Which lines of the listing hold the string "shoe"? Copy those lines.
DATA SHOWN section start
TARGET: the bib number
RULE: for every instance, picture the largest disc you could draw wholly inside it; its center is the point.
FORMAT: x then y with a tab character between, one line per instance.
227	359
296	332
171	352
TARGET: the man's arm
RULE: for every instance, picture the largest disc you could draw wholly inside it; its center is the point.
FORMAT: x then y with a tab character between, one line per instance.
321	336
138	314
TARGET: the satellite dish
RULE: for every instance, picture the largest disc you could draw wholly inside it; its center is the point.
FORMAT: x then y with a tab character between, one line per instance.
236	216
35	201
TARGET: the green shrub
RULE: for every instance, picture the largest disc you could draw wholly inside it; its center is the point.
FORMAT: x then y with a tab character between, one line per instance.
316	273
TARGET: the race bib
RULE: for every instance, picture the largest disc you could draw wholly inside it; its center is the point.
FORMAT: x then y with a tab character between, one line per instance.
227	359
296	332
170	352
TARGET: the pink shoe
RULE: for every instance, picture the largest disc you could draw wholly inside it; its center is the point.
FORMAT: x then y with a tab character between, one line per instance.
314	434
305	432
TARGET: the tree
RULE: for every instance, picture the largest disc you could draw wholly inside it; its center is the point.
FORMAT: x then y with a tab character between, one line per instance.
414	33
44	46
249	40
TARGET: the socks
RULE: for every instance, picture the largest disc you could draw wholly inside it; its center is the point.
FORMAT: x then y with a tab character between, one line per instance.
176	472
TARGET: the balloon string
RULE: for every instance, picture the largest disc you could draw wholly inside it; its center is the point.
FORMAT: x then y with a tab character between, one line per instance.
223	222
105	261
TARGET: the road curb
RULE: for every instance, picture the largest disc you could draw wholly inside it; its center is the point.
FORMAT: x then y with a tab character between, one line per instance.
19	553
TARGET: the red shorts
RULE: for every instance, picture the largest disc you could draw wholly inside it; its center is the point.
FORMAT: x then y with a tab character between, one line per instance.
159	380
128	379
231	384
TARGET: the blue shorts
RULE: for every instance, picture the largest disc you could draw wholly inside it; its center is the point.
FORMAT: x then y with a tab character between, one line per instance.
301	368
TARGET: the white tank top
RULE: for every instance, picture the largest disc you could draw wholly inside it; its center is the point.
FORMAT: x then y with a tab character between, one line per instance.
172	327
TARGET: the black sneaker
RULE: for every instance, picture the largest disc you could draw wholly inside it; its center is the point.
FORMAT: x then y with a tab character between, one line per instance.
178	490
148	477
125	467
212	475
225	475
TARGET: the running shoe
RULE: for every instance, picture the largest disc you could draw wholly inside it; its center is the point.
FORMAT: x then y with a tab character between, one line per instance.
DATA SHOWN section end
§ **WORKED SOLUTION**
TARGET: the pink shoe
TARGET: the running shoe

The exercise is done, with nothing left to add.